[Exercise materials]
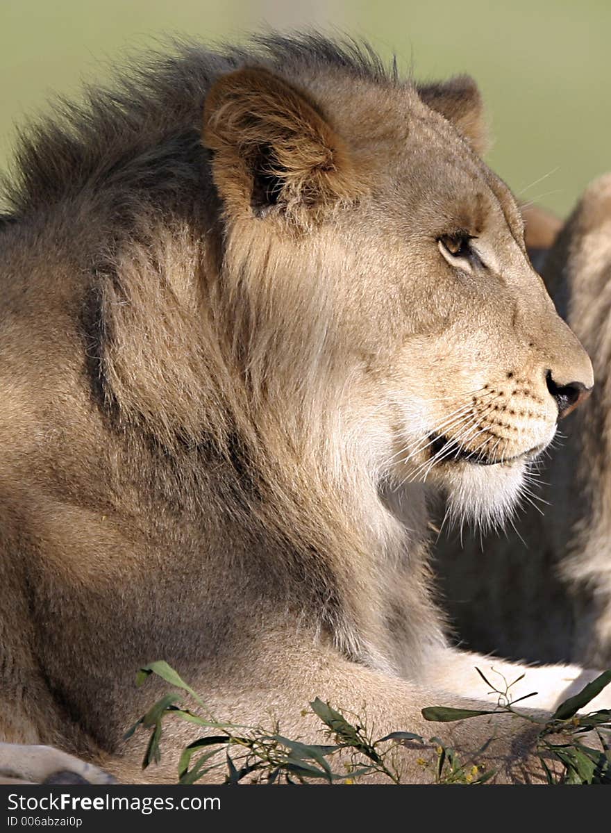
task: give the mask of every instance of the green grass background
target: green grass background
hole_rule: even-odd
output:
[[[15,126],[53,91],[77,95],[164,34],[242,40],[265,26],[367,37],[416,77],[470,72],[495,139],[489,161],[524,199],[565,214],[611,169],[609,0],[0,0],[0,167]]]

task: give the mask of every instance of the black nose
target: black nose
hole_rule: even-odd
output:
[[[545,381],[548,390],[556,400],[558,416],[560,419],[574,411],[578,405],[587,399],[591,387],[586,387],[581,382],[569,382],[568,385],[557,385],[552,378],[552,372],[548,371]]]

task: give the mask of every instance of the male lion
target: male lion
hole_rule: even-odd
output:
[[[430,598],[427,489],[501,518],[589,360],[481,161],[481,103],[367,49],[271,37],[184,48],[22,142],[2,232],[0,731],[120,780],[163,658],[214,712],[435,731],[537,780]],[[519,667],[496,664],[517,676]],[[595,671],[529,671],[549,710]],[[599,697],[595,706],[609,705]],[[316,730],[317,731],[317,730]],[[429,778],[405,751],[405,781]],[[48,748],[0,771],[83,773]]]

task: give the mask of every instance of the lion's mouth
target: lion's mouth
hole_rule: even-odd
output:
[[[544,444],[531,448],[521,454],[515,454],[511,457],[494,458],[480,451],[469,451],[468,448],[463,447],[455,440],[445,436],[443,434],[430,434],[429,442],[431,449],[431,458],[435,457],[438,462],[458,462],[465,461],[476,466],[498,466],[514,462],[516,460],[532,459],[545,447]]]

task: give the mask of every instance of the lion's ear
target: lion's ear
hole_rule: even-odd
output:
[[[456,75],[449,81],[419,85],[417,90],[425,104],[451,122],[476,153],[486,152],[489,140],[484,103],[470,76]]]
[[[314,102],[262,68],[222,76],[204,109],[203,142],[231,216],[281,213],[307,227],[359,192],[348,149]]]

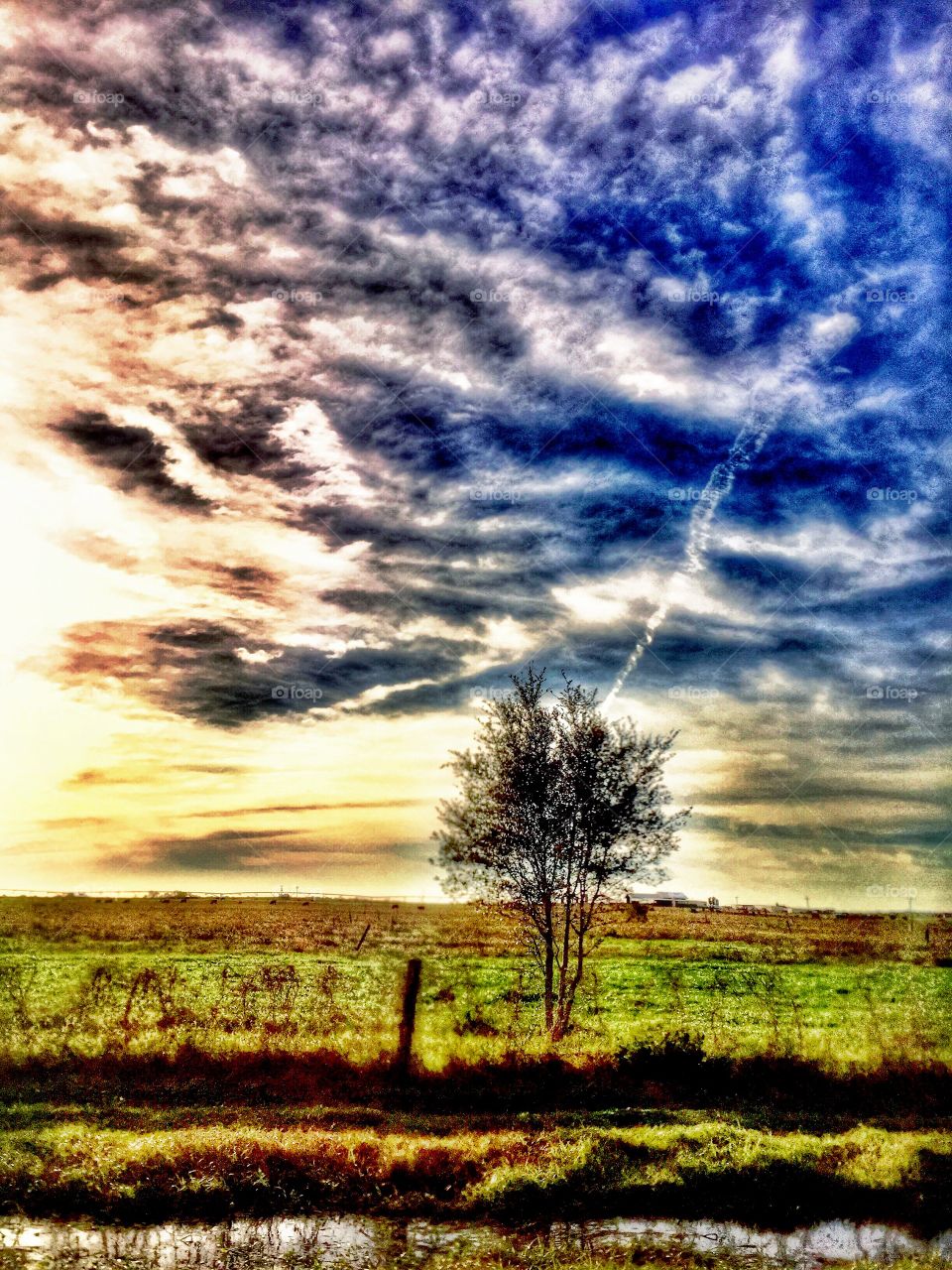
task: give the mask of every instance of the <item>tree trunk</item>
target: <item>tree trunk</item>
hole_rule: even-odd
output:
[[[555,941],[551,932],[546,933],[546,1031],[555,1026]]]

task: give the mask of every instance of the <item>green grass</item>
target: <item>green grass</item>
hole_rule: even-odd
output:
[[[724,951],[721,949],[721,951]],[[755,950],[749,950],[755,951]],[[569,1054],[608,1053],[671,1033],[711,1053],[792,1054],[825,1064],[952,1062],[952,969],[910,963],[788,963],[658,956],[607,944],[592,963]],[[336,1048],[369,1060],[396,1041],[396,952],[113,952],[0,955],[0,1058],[61,1052],[211,1053]],[[154,972],[155,980],[137,975]],[[128,1006],[128,1008],[127,1008]],[[424,961],[418,1054],[439,1068],[548,1048],[538,987],[512,956],[437,952]]]
[[[929,1217],[952,1180],[941,1130],[772,1133],[725,1120],[461,1129],[246,1109],[123,1128],[22,1109],[0,1132],[0,1204],[122,1220],[363,1210],[528,1219],[572,1213]]]

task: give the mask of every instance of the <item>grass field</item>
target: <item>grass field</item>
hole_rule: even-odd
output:
[[[951,940],[619,908],[553,1048],[512,930],[472,908],[5,899],[0,1205],[937,1222]]]
[[[952,1060],[952,923],[623,909],[569,1054],[689,1034],[710,1053]],[[928,932],[928,933],[927,933]],[[358,950],[359,944],[359,950]],[[4,900],[0,1058],[395,1045],[405,960],[426,1067],[548,1050],[506,926],[470,908],[300,900]]]

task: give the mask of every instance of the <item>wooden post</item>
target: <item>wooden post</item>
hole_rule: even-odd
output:
[[[413,1058],[416,997],[420,993],[421,969],[423,961],[418,956],[411,956],[406,963],[404,1001],[400,1008],[400,1040],[397,1044],[397,1068],[404,1076],[410,1071],[410,1060]]]

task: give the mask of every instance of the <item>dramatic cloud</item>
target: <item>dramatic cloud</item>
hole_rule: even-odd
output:
[[[36,805],[122,803],[84,869],[331,867],[373,799],[275,756],[413,728],[421,808],[534,658],[680,728],[685,885],[949,902],[952,24],[650,13],[0,9],[11,700]]]

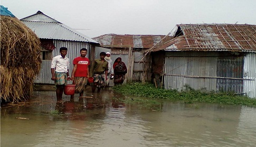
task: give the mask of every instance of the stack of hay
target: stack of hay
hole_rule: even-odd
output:
[[[41,69],[40,41],[12,14],[2,15],[3,10],[10,12],[1,6],[0,96],[7,102],[23,101]]]

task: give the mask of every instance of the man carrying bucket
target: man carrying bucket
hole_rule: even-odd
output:
[[[87,79],[89,77],[89,65],[90,60],[86,58],[87,49],[80,49],[80,56],[74,59],[73,65],[74,68],[72,71],[71,79],[73,84],[75,85],[75,93],[79,93],[80,97],[83,95],[84,86],[87,84]],[[71,95],[70,100],[74,100],[74,94]]]
[[[101,88],[105,86],[106,81],[108,80],[108,62],[105,59],[106,52],[100,52],[100,59],[95,59],[92,62],[90,70],[90,75],[93,76],[94,78],[92,92],[94,92],[96,87],[98,88],[97,92],[100,92]]]
[[[52,80],[54,81],[56,85],[56,94],[57,101],[62,99],[64,87],[67,85],[67,80],[70,80],[69,74],[69,59],[66,56],[68,48],[61,47],[60,54],[52,58],[51,65],[51,71],[52,72]]]

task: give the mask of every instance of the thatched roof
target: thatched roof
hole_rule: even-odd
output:
[[[0,96],[6,101],[24,101],[33,91],[34,79],[41,69],[40,42],[18,19],[2,14]]]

[Stated exercise]
Show every line of the records that contains the string "lion", matching case exactly.

[Output below]
task: give the mask of every instance of the male lion
target: male lion
task: give the mask of every instance of the lion's mouth
target: lion's mouth
task: give the mask of every instance of the lion's ear
target: lion's ear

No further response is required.